M. de Montalembert a de longs cheveux gris et plats, une face pleine, des traits de vieil enfant, un sourire dormant, des yeux profonds mais sans éclairs, une voix nasillarde et manquant de mordant, une amabilité douce et reposée, une caresse féminine des manières et de la poignée de main, une robe de chambre cléricale.

— Je suis triste, et j’entends sur le marbre de la servante du salon tomber, une à une, avec un bruit mou et floche — une chute à voix basse — les feuilles d’un gros bouquet de pivoines — et, au-dessus et au-dessous de ma chambre, des éclats de rire de femmes.

_ _ _

*CONSIGNES:*
1. D'après l'extrait sur M. de Montalembert, de quelle couleur sont ses cheveux ?
2. Restituez sans rien changer le passage de l'extrait sur M. de Montalembert qui commence aux mots « M. de Montalembert a » et s'achève après « de chambre cléricale. ».
3. Poursuivez l'extrait sur M. de Montalembert à partir de l'endroit où il s'interrompt.

*LISTE DES ITEMS:*

_ _ _

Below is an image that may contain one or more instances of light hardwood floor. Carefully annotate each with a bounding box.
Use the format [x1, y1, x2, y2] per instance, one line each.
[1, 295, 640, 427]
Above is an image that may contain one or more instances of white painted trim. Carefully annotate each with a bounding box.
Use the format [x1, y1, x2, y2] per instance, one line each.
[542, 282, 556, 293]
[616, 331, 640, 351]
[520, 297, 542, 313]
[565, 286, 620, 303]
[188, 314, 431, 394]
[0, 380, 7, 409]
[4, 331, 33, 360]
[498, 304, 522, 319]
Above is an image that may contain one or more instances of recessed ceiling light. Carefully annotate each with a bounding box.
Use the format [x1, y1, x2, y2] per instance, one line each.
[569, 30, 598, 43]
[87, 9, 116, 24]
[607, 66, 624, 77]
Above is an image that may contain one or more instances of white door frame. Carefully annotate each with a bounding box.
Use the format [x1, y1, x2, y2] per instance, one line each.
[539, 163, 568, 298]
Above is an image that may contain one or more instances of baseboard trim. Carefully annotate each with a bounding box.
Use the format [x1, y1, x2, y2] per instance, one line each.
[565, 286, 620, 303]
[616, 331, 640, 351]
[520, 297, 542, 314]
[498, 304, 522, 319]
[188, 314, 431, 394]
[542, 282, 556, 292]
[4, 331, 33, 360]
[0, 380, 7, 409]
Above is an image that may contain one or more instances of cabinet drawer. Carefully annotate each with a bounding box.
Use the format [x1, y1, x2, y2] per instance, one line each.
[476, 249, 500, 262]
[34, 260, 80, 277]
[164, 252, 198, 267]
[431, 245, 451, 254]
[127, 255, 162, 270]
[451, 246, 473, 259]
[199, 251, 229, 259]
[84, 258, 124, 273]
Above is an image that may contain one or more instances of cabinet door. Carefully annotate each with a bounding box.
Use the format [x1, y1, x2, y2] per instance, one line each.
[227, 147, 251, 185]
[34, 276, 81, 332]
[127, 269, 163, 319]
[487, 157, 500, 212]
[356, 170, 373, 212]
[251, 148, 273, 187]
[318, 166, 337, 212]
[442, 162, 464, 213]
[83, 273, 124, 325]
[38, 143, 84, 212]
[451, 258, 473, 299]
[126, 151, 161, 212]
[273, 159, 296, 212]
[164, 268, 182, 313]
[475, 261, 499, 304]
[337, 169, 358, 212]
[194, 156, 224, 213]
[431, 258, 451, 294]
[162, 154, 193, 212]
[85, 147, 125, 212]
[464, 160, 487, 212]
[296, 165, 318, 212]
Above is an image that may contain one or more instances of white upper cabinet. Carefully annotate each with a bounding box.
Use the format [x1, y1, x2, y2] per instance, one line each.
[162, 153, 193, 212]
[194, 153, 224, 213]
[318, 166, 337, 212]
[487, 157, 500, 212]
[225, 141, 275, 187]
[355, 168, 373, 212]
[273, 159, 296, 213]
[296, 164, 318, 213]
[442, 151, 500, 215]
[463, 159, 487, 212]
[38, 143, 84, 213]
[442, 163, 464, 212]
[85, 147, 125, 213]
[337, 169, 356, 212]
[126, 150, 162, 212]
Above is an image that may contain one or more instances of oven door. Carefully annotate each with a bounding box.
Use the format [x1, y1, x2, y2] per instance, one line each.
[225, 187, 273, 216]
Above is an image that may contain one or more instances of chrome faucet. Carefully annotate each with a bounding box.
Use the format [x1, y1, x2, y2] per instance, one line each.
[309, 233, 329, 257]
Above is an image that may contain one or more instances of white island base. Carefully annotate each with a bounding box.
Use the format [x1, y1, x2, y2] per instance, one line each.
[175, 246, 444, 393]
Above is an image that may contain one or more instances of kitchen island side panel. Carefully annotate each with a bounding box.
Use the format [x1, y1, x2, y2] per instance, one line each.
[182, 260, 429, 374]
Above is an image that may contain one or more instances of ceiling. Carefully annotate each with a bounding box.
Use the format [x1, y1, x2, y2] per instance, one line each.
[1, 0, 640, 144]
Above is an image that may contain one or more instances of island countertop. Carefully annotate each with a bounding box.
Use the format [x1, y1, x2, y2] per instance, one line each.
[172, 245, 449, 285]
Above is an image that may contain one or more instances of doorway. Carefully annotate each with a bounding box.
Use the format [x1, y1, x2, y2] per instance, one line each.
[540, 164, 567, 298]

_ _ _

*RÉPONSES PAR CONSIGNE:*
1. Ils sont gris.

2.
M. de Montalembert a de longs cheveux gris et plats, une face pleine, des traits de vieil enfant, un sourire dormant, des yeux profonds mais sans éclairs, une voix nasillarde et manquant de mordant, une amabilité douce et reposée, une caresse féminine des manières et de la poignée de main, une robe de chambre cléricale.

3.
— Je suis tombé sur du Victor de Laprade. Je n’y ai vu que des seins de jeunes filles palpitant sous des baisers de jeunes hommes. Les poètes sont comme les enfants : ils peuvent tout montrer. Je suis sûr qu’on permettrait à Béranger de mettre Justine en couplets. La rime et la gaudriole, ça excuse, ça autorise les choses les plus cochonnes ; — mais que si vous vous avisez de parler en prose et de tenter le cru, le vrai, le philosophique : les Legonidec sont là.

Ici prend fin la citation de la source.